[START Excerpted passage]

Find the intervals in which the function $f\left(x\right) = \left(x+1\right)^2 \left(x-3\right)^3$ is increasing or decreasing.
$f\left(x\right) = \left(x+1\right)^2 \left(x-3\right)^3$
$\therefore$ $f'\left(x\right) = 3 \left(x+1\right)^2 \left(x-3\right)^2 + 2 \left(x+1\right) \left(x-3\right)^3$
i.e. $f'\left(x\right) = \left(x+1\right) \left(x-3\right)^2 \left[3\left(x+1\right) +2 \left(x-3\right)\right]$
i.e. $f'\left(x\right) = \left(x+1\right) \left(x-3\right)^2 \left(5x-3\right)$
Now, $\left(x-3\right)^2 > 0 \; \forall \; x$
For critical points, $f'\left(x\right) = 0$
$\implies$ $x+1 = 0$ $\implies$ $x=-1$
or $\left(x-3\right)^2 =0$ $\implies$ $x=3$
or $5x-3=0$ $\implies$ $x=\dfrac{3}{5}$
These points divide the real line into four intervals namely $\left(-\infty, -1\right)$, $\left(-1, \dfrac{3}{5}\right)$, $\left(\dfrac{3}{5},3\right)$ and $\left(3,\infty\right)$
| Interval | Sign of $\left(x+1\right)$ | Sign of $\left(5x-3\right)$ | Sign of $f'\left(x\right)$ | Nature of function f |
|---|---|---|---|---|
| $\left(-\infty,-1\right)$ | -ve | -ve | +ve | Increasing |
| $\left(-1,\dfrac{3}{5}\right)$ | +ve | -ve | -ve | Decreasing |
| $\left(\dfrac{3}{5},3\right)$ | +ve | +ve | +ve | Increasing |
| $\left(3,\infty\right)$ | +ve | +ve | +ve | Increasing |
$\therefore$ $f\left(x\right)$ is increasing in the interval $\left\{x : x<-1\right\} \cup \left\{x : x>\dfrac{3}{5}\right\} $
$f\left(x\right)$ is decreasing in the interval $\left\{x : -1 < x < \dfrac{3}{5}\right\} $

[END Excerpted passage]
[START Data provided]

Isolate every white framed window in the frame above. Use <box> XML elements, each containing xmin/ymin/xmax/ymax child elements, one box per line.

[END Data provided]

**Work required:**
Please write out the whole worked solution on increasing and decreasing intervals above, word for word, from its first line to its last.

**Exercise solution:**
Find the intervals in which the function $f\left(x\right) = \left(x+1\right)^2 \left(x-3\right)^3$ is increasing or decreasing.
$f\left(x\right) = \left(x+1\right)^2 \left(x-3\right)^3$
$\therefore$ $f'\left(x\right) = 3 \left(x+1\right)^2 \left(x-3\right)^2 + 2 \left(x+1\right) \left(x-3\right)^3$
i.e. $f'\left(x\right) = \left(x+1\right) \left(x-3\right)^2 \left[3\left(x+1\right) +2 \left(x-3\right)\right]$
i.e. $f'\left(x\right) = \left(x+1\right) \left(x-3\right)^2 \left(5x-3\right)$
Now, $\left(x-3\right)^2 > 0 \; \forall \; x$
For critical points, $f'\left(x\right) = 0$
$\implies$ $x+1 = 0$ $\implies$ $x=-1$
or $\left(x-3\right)^2 =0$ $\implies$ $x=3$
or $5x-3=0$ $\implies$ $x=\dfrac{3}{5}$
These points divide the real line into four intervals namely $\left(-\infty, -1\right)$, $\left(-1, \dfrac{3}{5}\right)$, $\left(\dfrac{3}{5},3\right)$ and $\left(3,\infty\right)$
| Interval | Sign of $\left(x+1\right)$ | Sign of $\left(5x-3\right)$ | Sign of $f'\left(x\right)$ | Nature of function f |
|---|---|---|---|---|
| $\left(-\infty,-1\right)$ | -ve | -ve | +ve | Increasing |
| $\left(-1,\dfrac{3}{5}\right)$ | +ve | -ve | -ve | Decreasing |
| $\left(\dfrac{3}{5},3\right)$ | +ve | +ve | +ve | Increasing |
| $\left(3,\infty\right)$ | +ve | +ve | +ve | Increasing |
$\therefore$ $f\left(x\right)$ is increasing in the interval $\left\{x : x<-1\right\} \cup \left\{x : x>\dfrac{3}{5}\right\} $
$f\left(x\right)$ is decreasing in the interval $\left\{x : -1 < x < \dfrac{3}{5}\right\} $